#### Written problem
Return the entries word for word, starting at the line that contains "the striped shirt" and ending at the last line of the entries. Leave the pictures out of your answer.

#### Supplied records
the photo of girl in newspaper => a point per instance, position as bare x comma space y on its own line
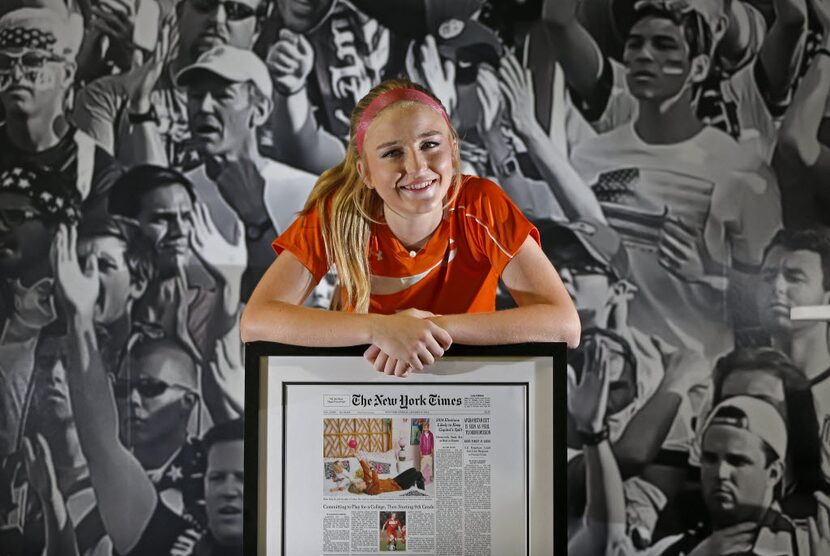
360, 458
392, 531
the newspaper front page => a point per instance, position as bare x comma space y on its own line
423, 469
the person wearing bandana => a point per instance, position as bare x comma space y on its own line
37, 68
32, 206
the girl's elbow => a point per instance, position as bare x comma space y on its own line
572, 331
247, 325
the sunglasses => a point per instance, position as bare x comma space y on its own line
235, 11
147, 387
16, 217
682, 6
28, 60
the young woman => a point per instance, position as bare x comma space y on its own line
418, 249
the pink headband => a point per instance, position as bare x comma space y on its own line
390, 97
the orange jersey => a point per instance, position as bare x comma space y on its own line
456, 272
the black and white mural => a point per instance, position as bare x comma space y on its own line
672, 153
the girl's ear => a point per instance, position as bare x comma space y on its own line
361, 170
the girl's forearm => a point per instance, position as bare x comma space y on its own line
530, 323
275, 321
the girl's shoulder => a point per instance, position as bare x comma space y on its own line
481, 196
475, 188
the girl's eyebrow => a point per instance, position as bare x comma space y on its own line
423, 135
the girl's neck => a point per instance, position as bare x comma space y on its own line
412, 232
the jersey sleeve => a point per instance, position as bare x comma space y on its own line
495, 227
749, 211
97, 108
612, 105
304, 240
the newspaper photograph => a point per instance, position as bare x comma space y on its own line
417, 468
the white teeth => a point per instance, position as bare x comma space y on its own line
417, 186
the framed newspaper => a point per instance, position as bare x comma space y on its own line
468, 458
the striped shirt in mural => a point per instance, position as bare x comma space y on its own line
713, 185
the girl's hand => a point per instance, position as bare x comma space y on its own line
406, 339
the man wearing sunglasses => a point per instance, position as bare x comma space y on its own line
141, 115
37, 69
33, 204
649, 378
160, 387
157, 396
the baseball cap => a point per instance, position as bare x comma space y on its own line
460, 37
600, 241
754, 415
41, 28
231, 63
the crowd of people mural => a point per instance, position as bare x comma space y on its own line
672, 154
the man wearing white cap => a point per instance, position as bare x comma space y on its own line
743, 453
229, 96
744, 447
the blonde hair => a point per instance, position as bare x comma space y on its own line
347, 208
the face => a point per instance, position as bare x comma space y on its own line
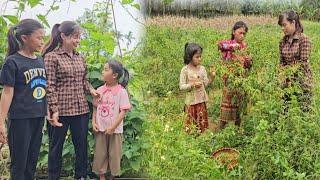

#### Right answer
the striped shirt in mural => a point per instance, position as bare x comma space y on its own line
713, 185
the girl's hand => a point per instance, position as bare x comma space y on its own line
406, 339
the man wearing sunglasses => a point per instance, position as bare x comma space y on its own line
141, 115
37, 69
33, 204
649, 378
160, 387
157, 396
the baseball cap => a point per instance, position as bare x comma space y on its own line
460, 37
600, 241
754, 415
41, 28
231, 63
the crowd of people mural => a point per instance, position as bare x comma space y on its own line
672, 154
the man wearing white cap => a point per instance, position as bare x comma space y on its own line
743, 453
229, 96
744, 447
the blonde hair => a point per instance, position as bare x comma space y on its own line
347, 208
the face => a point per instance, position as bare x comma space y on its own line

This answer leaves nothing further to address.